Trecho do documento

Ali, crônicas de Nelson Rodrigues, como "Mártir em Casa e na Rua,"
hoje têm versões cinemáticas. Postam-se leituras dramáticas na voz de um grande
ator (como Juca de Oliveira) de textos aclamados, como "O Padeiro,"
crônica do grande mestre Rubem Braga sendo reeditada no nosso livro.
De fato, dos anos 90 para cá observa-se um maior
interesse pela crônica enquanto texto didático e tema para estudos acadêmicos,
apesar de permanecerem vivos alguns resquícios do antigo preconceito que a
relegava a um status de gênero inferior. Enquanto que nesses anos a crônica
passou a ser utilizada com maior assiduidade nas escolas de ensino fundamental
e médio no Brasil, hoje cursos de pós-graduação a adotam como tema central. Têm
surgido nessas duas décadas muitas antologias, como a de Joaquim Ferreira dos
Santos, As Cem Melhores Crônicas
Brasileiras, e outras que oferecem os melhores textos de um mesmo autor,
como os do carioca Lima Barreto ou da cronista cearense Rachel de Queiroz.
A crônica enquanto texto curto e sem muitos rodeios
metafóricos ou estilísticos se enquadra muito bem nesse novo mundo regido pela
eletrônica, em geral, e pela internet, em particular. Em primeiro lugar penso
que as pessoas estão se tornando cada dia menos capazes de manter a
concentração por longos períodos de tempo, o que se faz necessário para o
prazer da leitura de um romance, por exemplo. Ademais, a comunicação
interpessoal através da mídia social, como o Facebook, é rápida e direta, de
contínuo e livre acesso ao que disse alguém que nem conhecemos. A crônica, por
ser breve e por aparecer na mídia eletrônica oferecendo espaço para a
conversação entre autor e leitor, exerce um poder de atração e de intimidade
jamais vivenciado entre essas partes.
Por último, recordemos que o imediatismo da circulação
de notícias e o envolvimento das pessoas em tempo real com o que se passa no
mundo as tornam mais inclinadas a ler uma forma de literatura não apenas
centrada na realidade, mas também calcada na contemporaneidade, simultaneidade
e transitoriedade de como se vive, se escreve e se lê. Se a crônica é a própria
vida como ela é, ela, a crônica, está viva e plugada a um dia-a-dia que a torna
mais forte, mais necessária, e mais susceptível a transformação.

Tarefa
Responda com base no trecho sobre a crônica:
(a) Qual ator é citado como exemplo de voz nas leituras dramáticas?
(b) Qual antologia de Joaquim Ferreira dos Santos é mencionada?
(c) Qual mídia social é dada como exemplo de comunicação rápida e direta?
Os dados não são necessários aqui.

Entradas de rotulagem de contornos
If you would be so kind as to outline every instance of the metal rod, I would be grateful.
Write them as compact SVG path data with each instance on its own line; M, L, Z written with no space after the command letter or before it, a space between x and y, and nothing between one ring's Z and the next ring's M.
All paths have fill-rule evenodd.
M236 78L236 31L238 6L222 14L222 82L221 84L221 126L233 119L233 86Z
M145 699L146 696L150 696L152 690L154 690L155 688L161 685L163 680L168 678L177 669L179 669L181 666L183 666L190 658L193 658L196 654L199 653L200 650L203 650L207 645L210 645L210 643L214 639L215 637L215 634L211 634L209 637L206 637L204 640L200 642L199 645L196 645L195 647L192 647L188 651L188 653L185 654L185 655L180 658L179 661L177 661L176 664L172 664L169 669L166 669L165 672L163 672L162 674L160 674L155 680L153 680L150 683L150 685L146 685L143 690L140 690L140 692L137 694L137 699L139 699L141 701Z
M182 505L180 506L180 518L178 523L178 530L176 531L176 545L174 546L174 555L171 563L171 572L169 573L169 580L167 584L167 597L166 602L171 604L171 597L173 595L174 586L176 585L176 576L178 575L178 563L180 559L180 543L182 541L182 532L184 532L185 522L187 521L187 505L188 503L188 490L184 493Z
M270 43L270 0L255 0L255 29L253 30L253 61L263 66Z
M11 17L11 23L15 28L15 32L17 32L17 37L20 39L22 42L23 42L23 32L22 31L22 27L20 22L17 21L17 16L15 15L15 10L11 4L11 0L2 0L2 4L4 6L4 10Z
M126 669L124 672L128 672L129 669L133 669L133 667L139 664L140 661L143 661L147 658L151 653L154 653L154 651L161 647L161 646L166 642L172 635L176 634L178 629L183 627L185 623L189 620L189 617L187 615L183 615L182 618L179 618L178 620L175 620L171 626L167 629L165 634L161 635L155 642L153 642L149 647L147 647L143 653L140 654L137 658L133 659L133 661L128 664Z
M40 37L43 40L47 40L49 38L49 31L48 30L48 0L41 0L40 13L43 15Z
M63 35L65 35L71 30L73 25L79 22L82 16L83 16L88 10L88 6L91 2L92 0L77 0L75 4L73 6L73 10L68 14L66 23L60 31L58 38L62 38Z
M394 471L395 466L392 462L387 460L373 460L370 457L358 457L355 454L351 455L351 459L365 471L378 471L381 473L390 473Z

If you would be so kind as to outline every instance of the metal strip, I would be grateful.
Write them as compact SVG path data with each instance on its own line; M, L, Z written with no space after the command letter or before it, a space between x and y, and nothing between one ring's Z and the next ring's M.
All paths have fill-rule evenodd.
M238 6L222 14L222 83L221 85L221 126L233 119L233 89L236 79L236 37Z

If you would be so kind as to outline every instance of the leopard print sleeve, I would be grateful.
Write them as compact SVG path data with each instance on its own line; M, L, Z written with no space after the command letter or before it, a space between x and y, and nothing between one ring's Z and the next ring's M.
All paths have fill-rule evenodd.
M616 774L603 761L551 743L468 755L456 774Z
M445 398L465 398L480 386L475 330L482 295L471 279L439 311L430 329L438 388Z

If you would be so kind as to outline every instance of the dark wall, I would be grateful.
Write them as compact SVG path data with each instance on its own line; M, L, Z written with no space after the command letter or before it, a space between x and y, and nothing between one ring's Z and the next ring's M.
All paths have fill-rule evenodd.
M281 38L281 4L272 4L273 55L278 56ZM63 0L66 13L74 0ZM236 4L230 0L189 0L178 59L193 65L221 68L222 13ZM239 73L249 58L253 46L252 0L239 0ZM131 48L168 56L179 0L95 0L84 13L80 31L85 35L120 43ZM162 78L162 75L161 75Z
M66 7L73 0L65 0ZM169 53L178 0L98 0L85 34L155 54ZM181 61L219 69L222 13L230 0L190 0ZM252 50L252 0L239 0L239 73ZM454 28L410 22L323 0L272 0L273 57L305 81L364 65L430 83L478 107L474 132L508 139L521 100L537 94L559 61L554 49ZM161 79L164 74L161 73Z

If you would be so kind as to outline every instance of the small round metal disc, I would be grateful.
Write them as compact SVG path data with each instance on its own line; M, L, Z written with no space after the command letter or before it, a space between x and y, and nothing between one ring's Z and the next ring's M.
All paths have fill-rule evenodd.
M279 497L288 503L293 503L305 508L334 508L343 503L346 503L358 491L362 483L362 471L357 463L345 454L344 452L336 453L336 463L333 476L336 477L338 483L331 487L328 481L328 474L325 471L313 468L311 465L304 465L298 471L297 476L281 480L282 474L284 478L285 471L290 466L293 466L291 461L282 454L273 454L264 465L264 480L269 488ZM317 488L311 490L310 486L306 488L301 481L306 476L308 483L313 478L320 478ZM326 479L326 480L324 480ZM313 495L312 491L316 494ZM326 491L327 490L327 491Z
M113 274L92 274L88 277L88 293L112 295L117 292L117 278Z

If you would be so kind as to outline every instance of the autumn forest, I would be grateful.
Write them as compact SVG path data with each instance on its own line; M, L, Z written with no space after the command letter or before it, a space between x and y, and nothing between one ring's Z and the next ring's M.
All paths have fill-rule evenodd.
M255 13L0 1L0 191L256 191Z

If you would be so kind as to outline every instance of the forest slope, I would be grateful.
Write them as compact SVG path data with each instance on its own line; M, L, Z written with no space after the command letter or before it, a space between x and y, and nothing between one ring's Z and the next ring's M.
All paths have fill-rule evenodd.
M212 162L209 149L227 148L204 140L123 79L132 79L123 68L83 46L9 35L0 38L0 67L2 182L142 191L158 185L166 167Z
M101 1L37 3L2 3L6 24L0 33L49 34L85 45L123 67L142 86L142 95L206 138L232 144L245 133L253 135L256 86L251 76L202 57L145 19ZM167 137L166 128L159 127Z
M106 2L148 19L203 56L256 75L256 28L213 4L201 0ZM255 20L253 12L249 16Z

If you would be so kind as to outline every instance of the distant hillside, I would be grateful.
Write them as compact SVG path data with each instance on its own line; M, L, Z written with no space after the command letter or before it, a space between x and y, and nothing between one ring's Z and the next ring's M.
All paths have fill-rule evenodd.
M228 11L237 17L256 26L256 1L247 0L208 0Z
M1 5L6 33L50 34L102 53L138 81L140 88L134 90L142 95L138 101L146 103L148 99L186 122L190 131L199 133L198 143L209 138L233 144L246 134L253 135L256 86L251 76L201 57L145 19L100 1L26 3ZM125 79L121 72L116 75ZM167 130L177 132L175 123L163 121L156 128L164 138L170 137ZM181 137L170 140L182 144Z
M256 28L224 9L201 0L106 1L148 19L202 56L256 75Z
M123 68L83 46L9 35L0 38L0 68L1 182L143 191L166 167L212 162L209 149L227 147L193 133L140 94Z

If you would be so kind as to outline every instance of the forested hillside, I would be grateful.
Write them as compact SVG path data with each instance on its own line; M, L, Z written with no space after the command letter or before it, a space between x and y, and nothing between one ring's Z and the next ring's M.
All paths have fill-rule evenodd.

Resposta da tarefa
(a) Juca de Oliveira.
(b) As Cem Melhores Crônicas Brasileiras.
(c) O Facebook.